[DIRECTIONS FOR THIS TASK]: The entries below contain a line with "Exercise. Find the grassy" and a line with "Exercise. Find the tree trunk". Quote exactly those two lines and all lines between them.
Segment Start: RECORDS TO USE
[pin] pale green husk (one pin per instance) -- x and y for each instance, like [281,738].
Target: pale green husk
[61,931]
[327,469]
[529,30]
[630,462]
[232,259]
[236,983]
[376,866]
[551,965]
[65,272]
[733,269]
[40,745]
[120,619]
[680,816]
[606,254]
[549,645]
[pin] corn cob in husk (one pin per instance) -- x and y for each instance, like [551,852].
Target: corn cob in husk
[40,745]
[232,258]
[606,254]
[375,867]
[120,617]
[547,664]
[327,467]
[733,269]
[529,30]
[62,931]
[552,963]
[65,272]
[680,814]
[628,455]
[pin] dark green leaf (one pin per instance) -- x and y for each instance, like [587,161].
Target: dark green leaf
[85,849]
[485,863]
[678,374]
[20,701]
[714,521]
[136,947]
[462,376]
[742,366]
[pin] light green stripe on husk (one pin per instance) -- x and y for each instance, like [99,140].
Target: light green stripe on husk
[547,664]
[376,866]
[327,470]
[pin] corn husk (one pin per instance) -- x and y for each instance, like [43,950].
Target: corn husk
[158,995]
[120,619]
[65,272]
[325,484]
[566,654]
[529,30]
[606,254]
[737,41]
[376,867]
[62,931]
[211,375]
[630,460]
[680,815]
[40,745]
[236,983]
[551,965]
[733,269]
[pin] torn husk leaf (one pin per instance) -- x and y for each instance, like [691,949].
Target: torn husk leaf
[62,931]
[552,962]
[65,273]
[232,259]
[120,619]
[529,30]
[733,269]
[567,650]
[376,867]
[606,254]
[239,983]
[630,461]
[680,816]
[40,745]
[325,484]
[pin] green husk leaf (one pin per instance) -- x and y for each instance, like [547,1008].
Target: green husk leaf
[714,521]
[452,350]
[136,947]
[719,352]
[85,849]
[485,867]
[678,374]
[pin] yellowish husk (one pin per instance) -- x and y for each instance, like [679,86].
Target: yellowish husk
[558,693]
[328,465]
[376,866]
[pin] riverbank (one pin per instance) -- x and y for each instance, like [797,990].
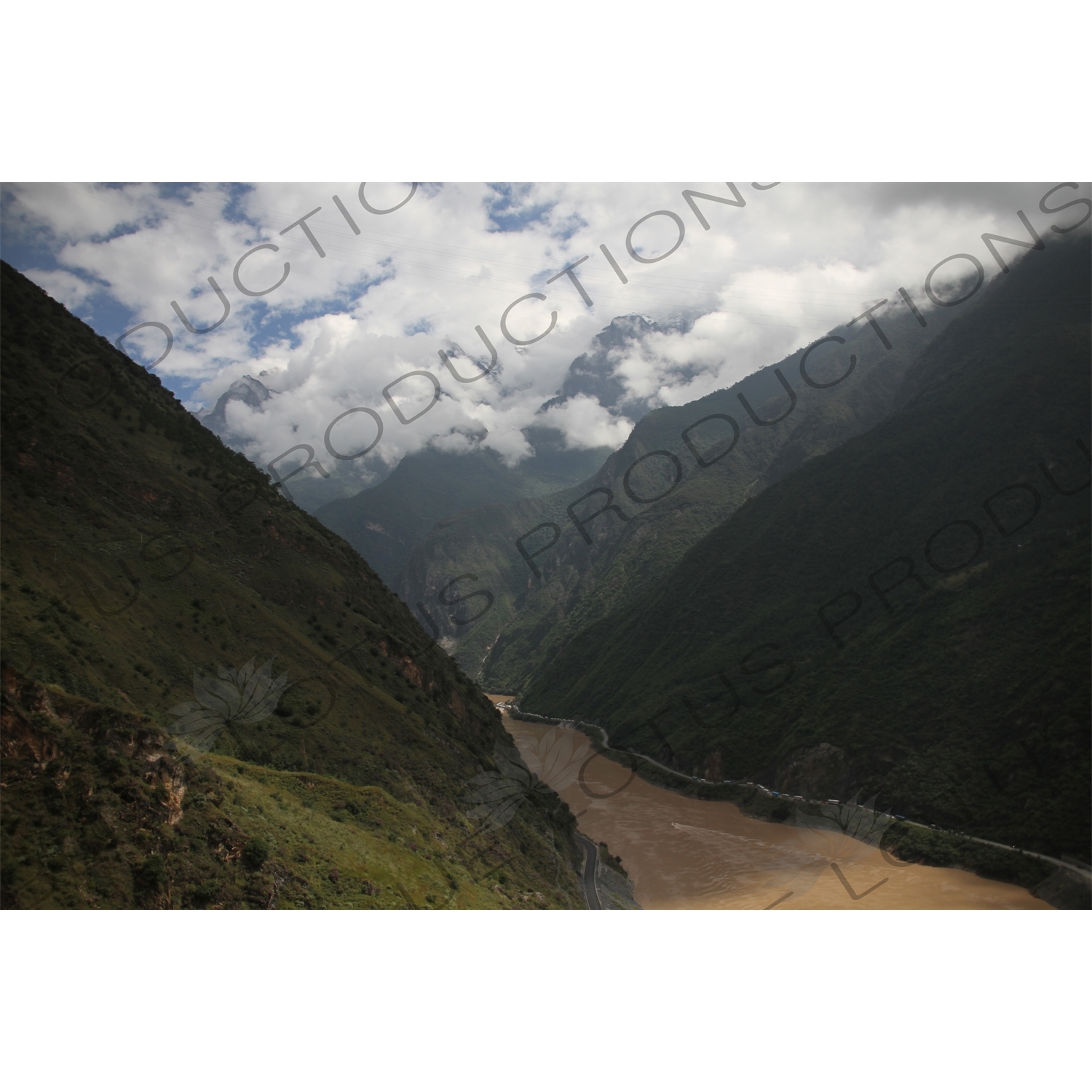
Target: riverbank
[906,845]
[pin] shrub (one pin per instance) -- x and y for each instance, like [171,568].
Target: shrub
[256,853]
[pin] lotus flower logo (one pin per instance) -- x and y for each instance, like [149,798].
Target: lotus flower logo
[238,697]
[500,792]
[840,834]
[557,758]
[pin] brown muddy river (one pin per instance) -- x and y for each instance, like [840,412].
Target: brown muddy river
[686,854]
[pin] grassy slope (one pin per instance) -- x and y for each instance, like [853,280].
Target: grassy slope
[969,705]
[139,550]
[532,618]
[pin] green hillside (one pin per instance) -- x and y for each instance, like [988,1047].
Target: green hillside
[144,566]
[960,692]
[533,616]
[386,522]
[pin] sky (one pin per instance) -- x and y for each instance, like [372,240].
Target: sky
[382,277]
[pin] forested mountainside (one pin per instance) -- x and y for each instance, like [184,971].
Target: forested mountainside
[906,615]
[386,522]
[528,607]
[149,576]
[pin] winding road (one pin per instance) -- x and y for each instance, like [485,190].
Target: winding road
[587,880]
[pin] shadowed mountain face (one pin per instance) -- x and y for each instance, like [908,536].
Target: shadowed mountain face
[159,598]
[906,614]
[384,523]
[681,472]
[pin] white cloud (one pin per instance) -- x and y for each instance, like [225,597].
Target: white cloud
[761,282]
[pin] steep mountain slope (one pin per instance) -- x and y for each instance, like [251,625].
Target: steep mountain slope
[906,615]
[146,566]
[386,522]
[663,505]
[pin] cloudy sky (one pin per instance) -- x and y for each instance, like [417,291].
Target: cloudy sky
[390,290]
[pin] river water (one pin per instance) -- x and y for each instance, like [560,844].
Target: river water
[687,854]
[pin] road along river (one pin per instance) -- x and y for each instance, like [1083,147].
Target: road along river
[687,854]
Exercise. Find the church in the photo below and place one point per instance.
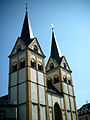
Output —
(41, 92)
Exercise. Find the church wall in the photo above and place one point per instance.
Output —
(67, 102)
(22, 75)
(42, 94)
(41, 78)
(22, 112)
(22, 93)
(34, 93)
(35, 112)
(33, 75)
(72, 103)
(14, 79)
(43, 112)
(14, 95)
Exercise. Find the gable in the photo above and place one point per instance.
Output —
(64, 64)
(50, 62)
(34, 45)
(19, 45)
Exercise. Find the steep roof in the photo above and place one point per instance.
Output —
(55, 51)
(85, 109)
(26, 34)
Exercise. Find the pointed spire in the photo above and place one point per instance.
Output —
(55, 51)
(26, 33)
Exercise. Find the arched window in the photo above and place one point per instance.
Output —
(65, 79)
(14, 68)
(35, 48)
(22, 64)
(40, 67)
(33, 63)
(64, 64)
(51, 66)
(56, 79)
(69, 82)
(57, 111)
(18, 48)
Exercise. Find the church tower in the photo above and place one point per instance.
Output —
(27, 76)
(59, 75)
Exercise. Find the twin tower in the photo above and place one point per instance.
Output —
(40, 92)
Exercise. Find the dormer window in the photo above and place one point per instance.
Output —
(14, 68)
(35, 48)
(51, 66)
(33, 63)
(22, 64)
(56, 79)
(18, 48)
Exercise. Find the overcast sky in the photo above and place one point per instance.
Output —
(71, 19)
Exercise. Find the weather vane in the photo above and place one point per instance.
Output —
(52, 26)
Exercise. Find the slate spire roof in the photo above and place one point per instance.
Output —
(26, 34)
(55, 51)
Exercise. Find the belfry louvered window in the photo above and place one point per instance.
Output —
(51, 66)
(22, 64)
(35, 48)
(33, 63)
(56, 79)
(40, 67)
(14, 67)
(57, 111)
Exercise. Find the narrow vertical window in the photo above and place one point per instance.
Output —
Segment End: RECORDS TO USE
Segment Start: RECORDS TO USE
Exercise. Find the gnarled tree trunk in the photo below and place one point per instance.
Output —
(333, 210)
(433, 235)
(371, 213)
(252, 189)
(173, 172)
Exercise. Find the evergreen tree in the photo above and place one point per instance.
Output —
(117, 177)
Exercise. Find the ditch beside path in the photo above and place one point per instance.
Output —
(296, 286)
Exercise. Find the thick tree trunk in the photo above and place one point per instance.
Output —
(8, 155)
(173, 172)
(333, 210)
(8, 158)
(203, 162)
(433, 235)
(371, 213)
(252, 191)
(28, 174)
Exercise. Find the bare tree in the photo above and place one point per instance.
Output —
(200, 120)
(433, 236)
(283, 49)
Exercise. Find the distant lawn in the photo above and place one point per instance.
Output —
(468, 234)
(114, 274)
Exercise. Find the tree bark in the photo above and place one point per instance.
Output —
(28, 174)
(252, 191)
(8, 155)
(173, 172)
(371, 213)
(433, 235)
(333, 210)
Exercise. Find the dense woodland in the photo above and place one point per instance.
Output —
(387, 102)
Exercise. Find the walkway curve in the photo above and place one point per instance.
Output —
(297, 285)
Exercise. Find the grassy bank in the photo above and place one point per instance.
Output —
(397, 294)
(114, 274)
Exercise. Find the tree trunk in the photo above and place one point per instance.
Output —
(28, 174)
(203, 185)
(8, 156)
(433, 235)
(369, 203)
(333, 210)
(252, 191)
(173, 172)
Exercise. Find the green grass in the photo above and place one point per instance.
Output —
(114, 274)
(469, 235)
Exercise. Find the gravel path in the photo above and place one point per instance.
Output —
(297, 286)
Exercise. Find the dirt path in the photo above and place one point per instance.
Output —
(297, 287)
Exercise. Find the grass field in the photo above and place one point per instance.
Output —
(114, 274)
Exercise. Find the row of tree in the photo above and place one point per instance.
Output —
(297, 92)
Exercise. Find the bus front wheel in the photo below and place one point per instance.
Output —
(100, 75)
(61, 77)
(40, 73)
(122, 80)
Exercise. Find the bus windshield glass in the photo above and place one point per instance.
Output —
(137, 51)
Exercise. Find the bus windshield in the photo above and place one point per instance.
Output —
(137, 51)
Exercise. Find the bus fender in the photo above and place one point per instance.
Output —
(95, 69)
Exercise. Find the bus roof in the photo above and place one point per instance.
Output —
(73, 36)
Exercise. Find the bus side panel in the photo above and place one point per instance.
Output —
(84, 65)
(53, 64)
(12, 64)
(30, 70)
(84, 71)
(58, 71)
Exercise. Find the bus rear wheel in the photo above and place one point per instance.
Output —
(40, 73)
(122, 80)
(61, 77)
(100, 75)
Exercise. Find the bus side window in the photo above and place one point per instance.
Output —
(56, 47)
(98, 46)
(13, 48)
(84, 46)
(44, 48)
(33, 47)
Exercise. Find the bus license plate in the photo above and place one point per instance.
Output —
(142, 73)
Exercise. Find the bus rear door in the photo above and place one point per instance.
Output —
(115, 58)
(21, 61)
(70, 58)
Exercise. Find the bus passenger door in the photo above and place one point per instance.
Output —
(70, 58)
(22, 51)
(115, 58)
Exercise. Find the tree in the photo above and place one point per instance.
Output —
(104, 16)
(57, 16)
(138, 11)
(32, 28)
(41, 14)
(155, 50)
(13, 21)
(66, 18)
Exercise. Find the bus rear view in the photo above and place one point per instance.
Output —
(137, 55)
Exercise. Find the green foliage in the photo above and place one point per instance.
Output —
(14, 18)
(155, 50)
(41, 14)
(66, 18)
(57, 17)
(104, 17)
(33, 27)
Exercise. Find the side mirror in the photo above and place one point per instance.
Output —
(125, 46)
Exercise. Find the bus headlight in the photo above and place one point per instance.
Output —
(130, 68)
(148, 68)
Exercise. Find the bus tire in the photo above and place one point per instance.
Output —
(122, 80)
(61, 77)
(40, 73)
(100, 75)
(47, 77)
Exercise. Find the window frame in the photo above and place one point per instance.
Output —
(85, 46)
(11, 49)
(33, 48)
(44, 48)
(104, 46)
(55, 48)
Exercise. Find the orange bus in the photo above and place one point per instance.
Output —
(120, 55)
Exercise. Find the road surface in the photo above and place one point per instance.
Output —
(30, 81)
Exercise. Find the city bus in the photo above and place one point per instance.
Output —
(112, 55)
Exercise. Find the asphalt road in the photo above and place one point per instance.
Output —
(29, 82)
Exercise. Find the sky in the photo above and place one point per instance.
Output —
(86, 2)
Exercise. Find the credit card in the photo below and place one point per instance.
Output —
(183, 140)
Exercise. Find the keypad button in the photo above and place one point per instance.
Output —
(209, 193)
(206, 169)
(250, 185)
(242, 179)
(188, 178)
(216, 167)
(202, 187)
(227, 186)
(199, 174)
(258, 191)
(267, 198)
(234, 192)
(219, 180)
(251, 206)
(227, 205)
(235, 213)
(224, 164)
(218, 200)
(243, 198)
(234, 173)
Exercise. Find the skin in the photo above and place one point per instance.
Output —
Segment End: RECORDS TO USE
[TASK RESPONSE]:
Exercise. Find the grassy bank in the photo above and place one point per instance.
Output —
(397, 294)
(114, 274)
Exercise. Find the tree trunk in the photo above and place one point per instance.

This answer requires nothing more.